### Data provided
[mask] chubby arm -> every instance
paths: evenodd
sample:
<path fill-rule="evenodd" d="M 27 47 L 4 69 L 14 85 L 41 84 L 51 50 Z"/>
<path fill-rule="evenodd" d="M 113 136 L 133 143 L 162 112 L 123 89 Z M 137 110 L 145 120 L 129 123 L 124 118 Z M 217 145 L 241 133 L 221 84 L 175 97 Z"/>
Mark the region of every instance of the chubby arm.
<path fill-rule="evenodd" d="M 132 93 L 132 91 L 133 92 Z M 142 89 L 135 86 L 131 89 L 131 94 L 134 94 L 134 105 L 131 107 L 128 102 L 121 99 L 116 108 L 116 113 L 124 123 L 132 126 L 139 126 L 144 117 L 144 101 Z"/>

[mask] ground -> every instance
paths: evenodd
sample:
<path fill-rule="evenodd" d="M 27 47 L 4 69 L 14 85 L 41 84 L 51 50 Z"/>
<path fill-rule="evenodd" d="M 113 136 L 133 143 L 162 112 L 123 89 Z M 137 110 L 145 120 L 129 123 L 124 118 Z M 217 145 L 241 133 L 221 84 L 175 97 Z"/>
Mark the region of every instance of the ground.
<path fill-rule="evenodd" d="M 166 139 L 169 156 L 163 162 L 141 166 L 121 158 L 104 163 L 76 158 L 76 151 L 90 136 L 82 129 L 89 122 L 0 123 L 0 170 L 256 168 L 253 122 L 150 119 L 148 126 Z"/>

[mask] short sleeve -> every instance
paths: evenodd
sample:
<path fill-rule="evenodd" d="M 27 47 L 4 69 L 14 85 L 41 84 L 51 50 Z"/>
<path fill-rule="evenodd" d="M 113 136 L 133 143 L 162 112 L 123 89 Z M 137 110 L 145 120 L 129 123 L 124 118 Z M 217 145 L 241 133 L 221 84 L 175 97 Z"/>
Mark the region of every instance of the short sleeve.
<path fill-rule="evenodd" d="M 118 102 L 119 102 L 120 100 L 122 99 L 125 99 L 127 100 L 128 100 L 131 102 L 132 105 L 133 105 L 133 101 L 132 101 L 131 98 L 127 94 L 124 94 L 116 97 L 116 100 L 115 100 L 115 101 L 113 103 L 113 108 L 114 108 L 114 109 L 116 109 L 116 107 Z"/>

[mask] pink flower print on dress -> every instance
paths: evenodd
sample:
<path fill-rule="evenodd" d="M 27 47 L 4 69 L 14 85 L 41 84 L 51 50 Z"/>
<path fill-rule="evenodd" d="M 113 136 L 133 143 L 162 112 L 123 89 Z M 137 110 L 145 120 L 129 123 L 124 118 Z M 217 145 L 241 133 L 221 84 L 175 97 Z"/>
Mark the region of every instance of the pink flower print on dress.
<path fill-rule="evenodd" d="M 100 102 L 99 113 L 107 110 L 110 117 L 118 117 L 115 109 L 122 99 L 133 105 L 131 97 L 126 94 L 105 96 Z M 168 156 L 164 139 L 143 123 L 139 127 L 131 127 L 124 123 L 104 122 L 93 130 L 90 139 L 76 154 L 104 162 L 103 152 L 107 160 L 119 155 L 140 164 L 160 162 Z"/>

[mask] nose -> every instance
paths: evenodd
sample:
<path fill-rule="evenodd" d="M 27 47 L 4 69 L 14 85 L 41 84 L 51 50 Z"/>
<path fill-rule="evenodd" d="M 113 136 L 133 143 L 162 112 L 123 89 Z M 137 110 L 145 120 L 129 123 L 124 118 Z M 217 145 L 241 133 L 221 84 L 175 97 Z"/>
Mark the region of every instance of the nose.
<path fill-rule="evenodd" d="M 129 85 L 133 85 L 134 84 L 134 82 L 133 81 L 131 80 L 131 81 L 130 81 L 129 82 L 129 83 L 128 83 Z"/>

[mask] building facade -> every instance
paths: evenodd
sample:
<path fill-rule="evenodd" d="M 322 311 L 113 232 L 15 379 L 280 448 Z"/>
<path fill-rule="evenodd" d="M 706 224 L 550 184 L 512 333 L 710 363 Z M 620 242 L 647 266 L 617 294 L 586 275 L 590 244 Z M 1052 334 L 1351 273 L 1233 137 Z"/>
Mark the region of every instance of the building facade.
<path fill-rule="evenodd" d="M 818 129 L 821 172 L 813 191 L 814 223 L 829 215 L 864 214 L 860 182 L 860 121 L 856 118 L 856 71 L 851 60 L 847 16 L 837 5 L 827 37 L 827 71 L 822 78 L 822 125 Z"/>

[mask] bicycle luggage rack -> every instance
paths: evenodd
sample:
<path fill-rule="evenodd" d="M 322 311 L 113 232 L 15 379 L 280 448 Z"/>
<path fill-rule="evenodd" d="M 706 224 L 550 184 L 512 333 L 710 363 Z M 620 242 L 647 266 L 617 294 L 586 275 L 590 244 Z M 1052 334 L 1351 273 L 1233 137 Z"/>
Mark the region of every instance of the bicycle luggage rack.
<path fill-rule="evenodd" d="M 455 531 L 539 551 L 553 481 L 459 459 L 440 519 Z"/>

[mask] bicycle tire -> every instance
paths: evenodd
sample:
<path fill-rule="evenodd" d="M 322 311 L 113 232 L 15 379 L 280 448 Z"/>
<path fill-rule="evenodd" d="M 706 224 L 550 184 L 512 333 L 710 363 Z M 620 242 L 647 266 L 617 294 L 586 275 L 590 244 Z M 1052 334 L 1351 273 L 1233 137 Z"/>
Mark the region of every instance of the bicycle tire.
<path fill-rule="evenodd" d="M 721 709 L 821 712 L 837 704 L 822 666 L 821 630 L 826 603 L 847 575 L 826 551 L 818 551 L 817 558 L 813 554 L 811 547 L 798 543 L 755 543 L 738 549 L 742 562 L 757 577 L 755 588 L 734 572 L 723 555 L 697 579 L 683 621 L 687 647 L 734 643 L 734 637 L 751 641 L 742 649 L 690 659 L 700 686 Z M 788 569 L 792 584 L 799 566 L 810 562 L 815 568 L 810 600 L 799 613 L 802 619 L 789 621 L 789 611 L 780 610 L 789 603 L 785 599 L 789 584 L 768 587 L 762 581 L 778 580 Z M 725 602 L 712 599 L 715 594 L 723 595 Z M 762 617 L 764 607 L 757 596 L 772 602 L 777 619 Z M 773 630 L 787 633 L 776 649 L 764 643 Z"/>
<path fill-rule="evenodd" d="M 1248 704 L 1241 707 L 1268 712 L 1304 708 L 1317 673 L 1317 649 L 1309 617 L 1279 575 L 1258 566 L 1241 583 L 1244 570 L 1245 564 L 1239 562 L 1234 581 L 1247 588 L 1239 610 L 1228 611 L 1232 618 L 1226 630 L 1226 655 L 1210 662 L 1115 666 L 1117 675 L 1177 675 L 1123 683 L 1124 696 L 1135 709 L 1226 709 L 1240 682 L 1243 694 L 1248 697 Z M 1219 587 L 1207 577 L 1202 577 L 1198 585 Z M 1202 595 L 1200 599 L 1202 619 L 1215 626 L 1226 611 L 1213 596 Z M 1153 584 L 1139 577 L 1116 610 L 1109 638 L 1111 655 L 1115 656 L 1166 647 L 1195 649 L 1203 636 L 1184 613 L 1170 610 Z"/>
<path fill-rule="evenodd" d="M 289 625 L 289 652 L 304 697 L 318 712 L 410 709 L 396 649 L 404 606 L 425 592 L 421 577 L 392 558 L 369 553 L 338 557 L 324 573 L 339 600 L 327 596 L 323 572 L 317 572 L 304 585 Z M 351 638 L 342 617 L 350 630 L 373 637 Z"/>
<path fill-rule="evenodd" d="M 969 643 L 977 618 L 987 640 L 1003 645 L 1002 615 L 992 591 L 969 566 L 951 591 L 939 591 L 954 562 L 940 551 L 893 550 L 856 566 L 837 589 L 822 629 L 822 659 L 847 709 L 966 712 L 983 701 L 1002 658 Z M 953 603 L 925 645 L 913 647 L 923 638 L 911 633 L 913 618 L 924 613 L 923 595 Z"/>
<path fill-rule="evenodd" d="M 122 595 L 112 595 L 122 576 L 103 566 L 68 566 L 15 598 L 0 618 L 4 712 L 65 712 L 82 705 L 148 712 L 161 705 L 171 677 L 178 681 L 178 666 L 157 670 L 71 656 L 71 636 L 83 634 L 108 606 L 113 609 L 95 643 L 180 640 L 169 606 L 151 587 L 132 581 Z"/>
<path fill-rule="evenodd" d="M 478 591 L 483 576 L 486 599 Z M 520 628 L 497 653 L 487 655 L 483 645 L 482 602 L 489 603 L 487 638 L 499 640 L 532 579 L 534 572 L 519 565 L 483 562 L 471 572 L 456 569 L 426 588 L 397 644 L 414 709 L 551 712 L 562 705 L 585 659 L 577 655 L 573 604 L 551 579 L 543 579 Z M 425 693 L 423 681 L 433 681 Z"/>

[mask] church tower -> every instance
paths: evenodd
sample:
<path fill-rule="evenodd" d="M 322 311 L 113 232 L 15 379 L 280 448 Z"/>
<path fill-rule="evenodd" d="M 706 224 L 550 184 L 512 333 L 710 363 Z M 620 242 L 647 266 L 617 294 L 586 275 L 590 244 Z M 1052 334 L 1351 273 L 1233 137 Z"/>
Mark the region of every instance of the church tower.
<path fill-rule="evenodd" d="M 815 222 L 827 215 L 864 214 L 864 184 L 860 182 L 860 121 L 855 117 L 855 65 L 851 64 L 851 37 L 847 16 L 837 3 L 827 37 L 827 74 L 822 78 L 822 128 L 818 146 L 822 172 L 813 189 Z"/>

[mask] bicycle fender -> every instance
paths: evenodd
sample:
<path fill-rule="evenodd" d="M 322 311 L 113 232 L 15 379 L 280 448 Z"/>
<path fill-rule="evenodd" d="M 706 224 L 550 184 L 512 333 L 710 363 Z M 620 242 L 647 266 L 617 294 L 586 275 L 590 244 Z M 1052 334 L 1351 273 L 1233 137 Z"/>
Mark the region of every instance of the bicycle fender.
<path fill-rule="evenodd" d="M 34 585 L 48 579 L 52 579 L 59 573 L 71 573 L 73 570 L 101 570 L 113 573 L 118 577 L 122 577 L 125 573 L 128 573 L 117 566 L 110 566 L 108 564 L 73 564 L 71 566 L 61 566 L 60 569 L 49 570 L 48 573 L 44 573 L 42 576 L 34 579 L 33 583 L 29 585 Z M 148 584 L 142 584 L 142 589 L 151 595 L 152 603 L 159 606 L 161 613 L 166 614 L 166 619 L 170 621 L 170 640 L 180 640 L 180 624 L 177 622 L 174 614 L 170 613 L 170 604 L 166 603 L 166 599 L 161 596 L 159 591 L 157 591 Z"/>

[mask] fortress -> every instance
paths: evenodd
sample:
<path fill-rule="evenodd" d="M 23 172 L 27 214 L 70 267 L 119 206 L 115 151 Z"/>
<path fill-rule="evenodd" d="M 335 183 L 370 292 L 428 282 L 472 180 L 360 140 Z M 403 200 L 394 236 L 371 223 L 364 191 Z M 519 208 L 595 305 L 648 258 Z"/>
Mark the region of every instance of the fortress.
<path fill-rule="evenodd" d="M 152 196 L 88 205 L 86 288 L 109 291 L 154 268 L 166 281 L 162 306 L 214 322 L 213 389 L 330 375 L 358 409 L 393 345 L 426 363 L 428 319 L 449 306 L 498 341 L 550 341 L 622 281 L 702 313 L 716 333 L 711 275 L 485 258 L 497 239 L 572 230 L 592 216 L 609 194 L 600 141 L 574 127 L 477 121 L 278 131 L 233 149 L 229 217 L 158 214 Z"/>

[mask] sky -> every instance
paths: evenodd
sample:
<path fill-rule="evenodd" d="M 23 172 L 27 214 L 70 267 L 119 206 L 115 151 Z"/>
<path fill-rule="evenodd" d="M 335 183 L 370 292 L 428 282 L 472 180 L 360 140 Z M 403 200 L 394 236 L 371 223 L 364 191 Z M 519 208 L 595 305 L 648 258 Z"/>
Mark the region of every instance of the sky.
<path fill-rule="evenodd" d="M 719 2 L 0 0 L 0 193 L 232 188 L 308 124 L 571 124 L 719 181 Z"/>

### Objective
Copy each line exactly, from the line containing "[mask] fortress -> every instance" down to the last line of the material, and no other lines.

### Finished exercise
[mask] fortress -> every instance
paths: evenodd
sample:
<path fill-rule="evenodd" d="M 23 172 L 27 214 L 70 267 L 119 206 L 115 151 Z"/>
<path fill-rule="evenodd" d="M 335 183 L 370 292 L 428 282 L 472 180 L 360 140 Z M 403 200 L 394 236 L 371 223 L 364 191 Z M 519 208 L 595 305 L 648 258 Z"/>
Mark the region of every instance of the fortress.
<path fill-rule="evenodd" d="M 152 196 L 88 205 L 86 288 L 109 291 L 154 268 L 166 281 L 162 306 L 214 322 L 213 389 L 330 375 L 358 409 L 393 345 L 426 363 L 428 319 L 449 306 L 498 341 L 550 341 L 622 281 L 702 313 L 716 333 L 711 275 L 485 258 L 497 239 L 572 230 L 592 216 L 609 194 L 600 141 L 574 127 L 477 121 L 278 131 L 233 149 L 229 217 L 158 214 Z"/>

[mask] sky -> every instance
paths: evenodd
sample:
<path fill-rule="evenodd" d="M 23 172 L 27 214 L 70 267 L 119 206 L 115 151 Z"/>
<path fill-rule="evenodd" d="M 335 183 L 370 292 L 428 282 L 472 180 L 360 140 Z M 403 200 L 394 236 L 371 223 L 364 191 Z M 519 208 L 595 305 L 648 258 Z"/>
Mark the region of every instance of the sky.
<path fill-rule="evenodd" d="M 719 2 L 0 0 L 0 193 L 232 188 L 308 124 L 571 124 L 719 181 Z"/>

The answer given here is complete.